_DOCUMENT TEXT:_

Welcome to Box Art Brawl, the weekly battle between box art variants to find out which lucky region got the best artwork with their retro games. Ready for a change of pace this week? That's right, we're getting an attitude, sticking it to the man and throwing out the rule book that's governed the previous thirty-one brawls. Yes, we're opening Box Art Brawl up to retro games that didn't originally launch on Nintendo systems. More on that in a moment.
But let's not get ahead of ourselves! First a recap of last week's bout between three groups of Ghosts 'n Goblins across NES and Famicom. Japan managed to mop up 20% of the vote while Europe bagged 32%, but North America was the clear winner. It's probably down to the plural spectres in its title compared to the singular European Ghost 'n Goblins. Congratulations to NA, commiserations to the rest.
So then! As you can see, our inaugural non-Nintendo entry brings Mario's erstwhile platforming rival to the brawl. With the hedgehog currently cleaning up in cinemas around the globe and with Sonic the Hedgehog 2 getting re-released on Switch, he seemed like the perfect choice to take us into the next phase of the series.
Don't worry, we're not going all SEGA Life on you! Our new rule is that eligible games must have appeared on a Nintendo platform at some point. So, 1991's Sonic the Hedgehog is safe territory seeing as Sonic's 16-bit debut has graced virtually every known platform since the millennium. 2006's Sonic the Hedgehog, on the other hand, would not be valid. In any way, ever.
Enough talk. Gotta go fast, and all that.
Before we begin, let's take a moment to digest these words of wisdom:
Don't just sit there and waste your precious time. When you want to do something, do it right away. Do it when you can. It's the only way to live a life without regrets.

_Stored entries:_

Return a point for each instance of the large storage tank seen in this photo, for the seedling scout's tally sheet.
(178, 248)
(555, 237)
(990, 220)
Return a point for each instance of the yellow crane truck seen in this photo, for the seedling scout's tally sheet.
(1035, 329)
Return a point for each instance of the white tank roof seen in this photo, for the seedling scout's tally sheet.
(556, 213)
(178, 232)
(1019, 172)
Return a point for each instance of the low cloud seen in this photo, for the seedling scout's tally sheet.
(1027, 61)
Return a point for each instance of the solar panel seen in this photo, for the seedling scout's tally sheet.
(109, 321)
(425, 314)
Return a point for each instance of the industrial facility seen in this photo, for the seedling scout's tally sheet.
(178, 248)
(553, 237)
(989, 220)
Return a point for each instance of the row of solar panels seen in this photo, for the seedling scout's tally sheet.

_WORK TO COMPLETE:_
**A.** Duplicate the Box Art Brawl article between "So then! As" and "of the series.", inclusive.
**B.** Pick up the Box Art Brawl article after its final sentence and keep writing it.

_SET OF ANSWERS:_
**A.**
So then! As you can see, our inaugural non-Nintendo entry brings Mario's erstwhile platforming rival to the brawl. With the hedgehog currently cleaning up in cinemas around the globe and with Sonic the Hedgehog 2 getting re-released on Switch, he seemed like the perfect choice to take us into the next phase of the series.

**B.**
Words to live by indeed, and it wasn't until looking closely at the front cover of Japanese Sonic 1 that we realised the small print at the bottom wasn't legalese or technical info. Nope, it's a philosophy that focuses less on going fast and more on seizing the day; not letting opportunities slip through your fingers. It's a shame the cute little guy was forced to switch gears and turn bratty, but we've always preferred silent Sonic. Suppose we're what you might call... wait for it... Sonic Boom-ers.
Eh?! EH?! Thanks very much, we're here all week - don't forget to tip your waitress.
Ahem. Back to the cover, it may have been cheeky for SEGA to claim he was 'THE MOST FAMOUS HEDGEHOG IN THE WORLD', but even before his popularity hit the stratosphere, we weren't exactly overrun with other well-known 'hogs. As for the rest of the cover, it's colourful, '90s and charming. It arguably lacks focus, but it's hard to divorce nostalgia and familiarity from iconic covers like this. It's Sonic!
Ah, here we see where the rebellious personality started to develop. While proportionally he's still very much the recognisable blue hedgehog from the Japanese cover, the North American version for the Genesis adds more 'tude' with his raised eyebrow and slightly tapered ear tips. His entire body is more aggressively shaded and he's got a glint in his eye. Gone is the odd inspirational message, replaced with a simple logo and the shiny gold SEGA Seal of Quality.
Again, it's a classic and we love the faded art of Green Hill Zone in the background, although the black border has always felt a bit empty. Just us?
The European version is the one we played as kids, but even if we remove our nostalgia hats for a moment, we personally still think this one is best. The Japanese key art sits slightly off-centre with the background evoking the shapes and energy of the Japanese version, but it also throws in a couple of Sonic's animal buddies fleeing from Robotnik on the left. It's subtle, though, and you could easily miss it just by glancing at the game on a store shelf. The star of the game is never in question, but the abstract shapes of the Japanese version is made more interesting here. There's a bit more context for the eye to explore, though it stops well short of trees and loops.
At the risk of irritating North American readers, the shiny PAL Mega Drive logo is so much sexier than the Genesis equivalent. It looks like it should adorn a beautiful car grille or something. Put it on the Out Run Ferrari in place of the prancing horse! The standard black-grey grid lines occupy the bottom of the box but don't overwhelm the main image up the sides like the North American variant.
It's tough! We're obviously biased, but the list of things we like about this one is simply longer than the others. It's not up to us, though, is it!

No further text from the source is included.